本文抜粋 →
- - - -

次に、QoS機能の中核的設定要素であるポリシーマップと、ポリシーマップの骨格を形成するクラスマップについて説明するとともに、それぞれの設定方法を解説します。

クラスマップ

クラスマップは、パケットをトラフィッククラスに分類するための条件を定義する仕組みです。1つのクラスマップは、1つのトラフィッククラスの分類条件を定義します。

クラスマップの全体構造は次のとおりです。


各クラスマップは、1つ以上のmatch節と、1つのアクションで構成されます。


パケットの分類条件として使用できる情報には次のものがあります。


また、クラスマップのアクションは次のようにして決まります。

  1. match節にmatch access-group節が含まれている場合、match access-group節で指定したアクセスリストのアクションがクラスマップのアクションとなります
  2. match節にmatch access-group節が含まれていない場合、クラスマップのアクションはpermitとなります

■ クラスマップの作成手順は次のとおりです。
  1. 分類条件として、ハードウェアアクセスリストで識別するものを使用する場合は、適宜ハードウェアアクセスリストを定義します。

    awplus(config)# access-list hardware acl20
    awplus(config-ip-hw-acl)# permit tcp 192.168.20.0/24 192.168.10.0/24
    awplus(config-ip-hw-acl)# exit
    

    Note - ハードウェアアクセスリストの概要と作成方法については、「トラフィック制御」の「アクセスリスト」をご覧ください。

  2. グローバルコンフィグモードのclass-mapコマンドでクラスマップ名を指定し、クラスマップモードに入ります。

    awplus(config)# class-map tcp20to10
    


  3. クラスマップモードには、名前がmatch〜で始まるコマンドが多数あります。これらはクラスマップに分類条件(match節)を追加するためのコマンドです。これらのコマンドを実行して、必要な分類条件をすべて指定してください。分類条件を複数指定した場合、該当クラスマップにマッチするにはすべての条件を満たす必要があります。

    awplus(config-cmap)# match access-group acl20
    


  4. exitコマンドでクラスマップモードを抜ければ、該当クラスマップの設定は完了です。

    awplus(config-cmap)# exit
    


■ クラスマップの内容を変更するには、再度class-mapコマンドでクラスマップ名を指定し、クラスマップモードに入ります。

awplus(config)# class-map tcp20to10
awplus(config-pmap)# 

Note - ポリシーマップに関連付けられているクラスマップの内容を変更することはできません。クラスマップの変更は、ポリシーマップとの関連付けを解除してから行ってください。

■ クラスマップを削除するには、class-mapコマンドをno形式で実行します。

awplus(config)# no class-map tcp20to10

Note - ポリシーマップに関連付けられているクラスマップを削除することはできません。クラスマップの削除は、ポリシーマップとの関連付けを解除してから行ってください。

■ ハードウェアアクセスリストの設定はshow access-listコマンドで確認できます。

awplus# show access-list
Hardware IP access list acl20
   10 permit tcp 192.168.20.0/24 192.168.10.0/24


■ クラスマップの設定はshow class-mapコマンドで確認できます。

- - - -

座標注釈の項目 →

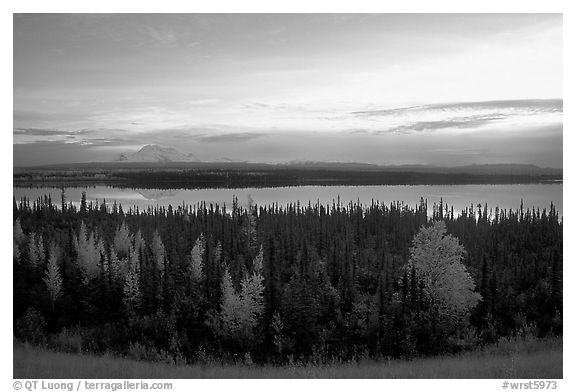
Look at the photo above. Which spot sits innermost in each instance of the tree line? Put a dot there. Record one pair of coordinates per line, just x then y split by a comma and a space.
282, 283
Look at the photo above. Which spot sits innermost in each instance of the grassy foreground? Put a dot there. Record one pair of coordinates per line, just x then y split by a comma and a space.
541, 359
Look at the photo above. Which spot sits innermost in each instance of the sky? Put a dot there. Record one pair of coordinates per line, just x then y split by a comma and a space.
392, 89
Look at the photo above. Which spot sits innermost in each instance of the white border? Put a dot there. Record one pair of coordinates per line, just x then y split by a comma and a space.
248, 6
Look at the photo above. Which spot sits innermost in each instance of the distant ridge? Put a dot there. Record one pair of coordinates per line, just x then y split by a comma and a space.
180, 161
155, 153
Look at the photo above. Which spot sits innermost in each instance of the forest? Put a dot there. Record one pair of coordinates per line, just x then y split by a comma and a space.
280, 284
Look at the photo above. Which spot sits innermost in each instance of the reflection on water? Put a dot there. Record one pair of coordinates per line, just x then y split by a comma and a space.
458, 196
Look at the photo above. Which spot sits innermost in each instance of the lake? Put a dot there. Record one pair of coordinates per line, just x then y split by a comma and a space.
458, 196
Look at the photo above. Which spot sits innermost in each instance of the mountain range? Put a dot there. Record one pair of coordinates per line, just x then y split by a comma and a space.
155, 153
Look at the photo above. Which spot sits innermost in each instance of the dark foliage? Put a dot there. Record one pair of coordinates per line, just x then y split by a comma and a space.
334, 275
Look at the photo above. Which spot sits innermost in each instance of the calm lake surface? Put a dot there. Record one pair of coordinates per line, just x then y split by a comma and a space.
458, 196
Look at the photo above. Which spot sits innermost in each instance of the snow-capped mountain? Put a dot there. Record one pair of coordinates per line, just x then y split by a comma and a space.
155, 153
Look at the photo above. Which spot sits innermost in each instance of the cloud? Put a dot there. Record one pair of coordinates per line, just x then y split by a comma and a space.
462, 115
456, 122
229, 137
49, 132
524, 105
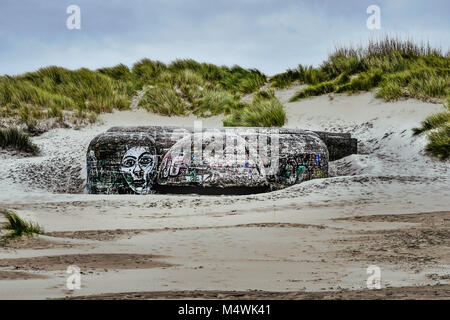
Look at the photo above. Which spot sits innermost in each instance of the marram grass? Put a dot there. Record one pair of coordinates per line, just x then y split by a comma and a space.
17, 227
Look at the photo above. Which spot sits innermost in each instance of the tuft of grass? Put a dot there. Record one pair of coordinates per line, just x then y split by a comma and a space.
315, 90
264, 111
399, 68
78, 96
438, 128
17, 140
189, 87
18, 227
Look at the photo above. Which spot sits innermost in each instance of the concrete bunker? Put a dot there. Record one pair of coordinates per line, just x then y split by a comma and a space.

- - - -

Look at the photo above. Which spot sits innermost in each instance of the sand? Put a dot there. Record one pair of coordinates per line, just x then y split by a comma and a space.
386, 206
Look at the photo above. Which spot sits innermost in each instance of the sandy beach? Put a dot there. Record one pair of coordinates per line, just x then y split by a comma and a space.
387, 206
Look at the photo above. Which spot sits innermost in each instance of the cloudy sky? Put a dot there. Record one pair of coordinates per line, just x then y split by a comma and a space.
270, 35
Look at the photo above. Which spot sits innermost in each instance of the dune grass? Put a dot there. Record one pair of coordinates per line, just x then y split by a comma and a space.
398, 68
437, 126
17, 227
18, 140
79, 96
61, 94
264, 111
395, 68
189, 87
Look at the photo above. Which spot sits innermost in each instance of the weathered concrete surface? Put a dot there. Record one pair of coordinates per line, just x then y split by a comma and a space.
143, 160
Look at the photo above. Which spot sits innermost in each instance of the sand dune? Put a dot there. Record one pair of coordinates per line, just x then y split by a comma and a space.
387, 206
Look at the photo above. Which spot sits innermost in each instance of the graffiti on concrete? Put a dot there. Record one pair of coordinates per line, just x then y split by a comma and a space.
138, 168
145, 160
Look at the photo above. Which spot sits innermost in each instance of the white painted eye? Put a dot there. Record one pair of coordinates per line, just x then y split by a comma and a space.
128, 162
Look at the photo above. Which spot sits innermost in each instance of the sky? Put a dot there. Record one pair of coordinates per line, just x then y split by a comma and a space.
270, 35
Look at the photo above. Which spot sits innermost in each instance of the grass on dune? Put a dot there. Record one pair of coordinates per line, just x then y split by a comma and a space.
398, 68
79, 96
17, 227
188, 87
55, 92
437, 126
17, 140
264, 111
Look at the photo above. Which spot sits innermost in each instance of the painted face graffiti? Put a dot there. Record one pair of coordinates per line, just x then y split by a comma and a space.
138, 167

- - - -

課題 1 →
クラスマップの解説について、次の (a)〜(c) が本文と合っているかを「はい」か「いいえ」で答え、根拠となる本文の語句をそのまま引用してください。(a) 1つのクラスマップで、複数のトラフィッククラスの分類条件を定義できる。(b) match節にmatch access-group節が含まれていない場合、クラスマップのアクションはpermitになる。(c) ポリシーマップに関連付けられているクラスマップも、そのまま削除できる。
課題 2 →
クラスマップの解説を、最後の文の後から書き継いでください。
一覧は本文とは関係ありません。

回答 1 →
(a) いいえ。「1つのクラスマップは、1つのトラフィッククラスの分類条件を定義します。」
(b) はい。「match節にmatch access-group節が含まれていない場合、クラスマップのアクションはpermitとなります」
(c) いいえ。「ポリシーマップに関連付けられているクラスマップを削除することはできません。」

回答 2 →
awplus# show class-map

    CLASS-MAP-NAME: tcp20to10
      QOS-ACCESS-LIST-NAME: acl20


ポリシーマップ

ポリシーマップは、受信パケットに対してさまざまなQoSを適用するためのメカニズムで、トラフィック分類、メータリング、ポリシング、リマーキング、CoS値書き換えの各処理を行うために必要な情報をひとつにまとめる機能を持ちます。

ポリシーマップの全体構造は次のとおりです。


ポリシーマップは、ユーザー定義のクラスマップ(複数)と暗黙のデフォルトクラスマップ(1つ)から構成され、各クラスマップによって分類・識別されたトラフィッククラスに対するメータリング、ポリシング、リマーキング、CoS値書き換えの各動作もあわせて指定することができます。

ポリシーマップを受信インターフェース(スイッチポートまたはVLAN)に適用すると、ポリシーマップ内の各クラスマップによって受信パケットがトラフィッククラスに分類され、各トラフィッククラスに対してあらかじめ指定しておいたQoS処理が行われるようになります。

受信パケットとクラスマップの照合順序は次のとおりです。
  1. 受信ポートに適用されたポリシーマップのユーザー定義クラスマップ(ポリシーマップに関連付けた順で照合)
  2. 受信VLANに適用されたポリシーマップのユーザー定義クラスマップ(ポリシーマップに関連付けた順で照合)
  3. 受信ポートに適用されたポリシーマップのデフォルトクラスマップ
  4. 受信VLANに適用されたポリシーマップのデフォルトクラスマップ
照合はパケットにマッチするクラスマップが見つかった時点で終了します(それ以降のクラスマップとは照合しません)。
そのため、受信ポートと受信VLANの両方にポリシーマップが適用されている場合は、1, 2にマッチしなかったパケットがすべて3に分類され、4に分類されることはありません。

なお、スイッチポートに適用したポリシーマップは該当ポートのトラフィックだけを制御対象としますが、VLANに適用したポリシーマップは該当VLAN全体のトラフィックを制御対象とします。

また、ポリシーマップでは、denyアクションのクラスマップを用いることでパケットフィルタリングを行うこともできますが、本解説編ではポリシーマップのQoS機能だけをとりあげます。ポリシーマップのパケットフィルタリング機能については、「トラフィック制御」の「ハードウェアパケットフィルター」をご覧ください。

■ ポリシーマップの作成手順は次のとおりです。必要なクラスマップの作成は済んでいるものとします。
  1. グローバルコンフィグモードのpolicy-mapコマンドでポリシーマップ名を指定し、ポリシーマップモードに入ります。

    awplus(config)# policy-map test
    


  2. ポリシーマップモードのclassコマンドでクラスマップ名を指定し、ポリシーマップ・クラスモードに移動します。

    awplus(config-pmap)# class downWeb
    


  3. ポリシーマップ・クラスモードの各コマンドを使って、クラスマップによって識別されたトラフィッククラスに対する処理内容(メータリング、ポリシング/リマーキング、CoS値書き換え)を指定します。

    awplus(config-pmap-c)# police single-rate 51200 10240 10240 action drop-red
    awplus(config-pmap-c)# exit
    


  4. トラフィッククラスの数だけ手順2〜3を繰り返します。

  5. どのクラスマップにもマッチしなかったパケットは、暗黙のうちに存在するデフォルトクラスマップによって、デフォルトトラフィッククラスに分類されます。デフォルトトラフィッククラスに対する処理内容(メータリング、ポリシング/リマーキング、CoS値書き換え)を指定するには、classコマンドにキーワードdefaultを指定してポリシーマップ・クラスモードに入り、通常のトラフィッククラスと同様の設定を行います。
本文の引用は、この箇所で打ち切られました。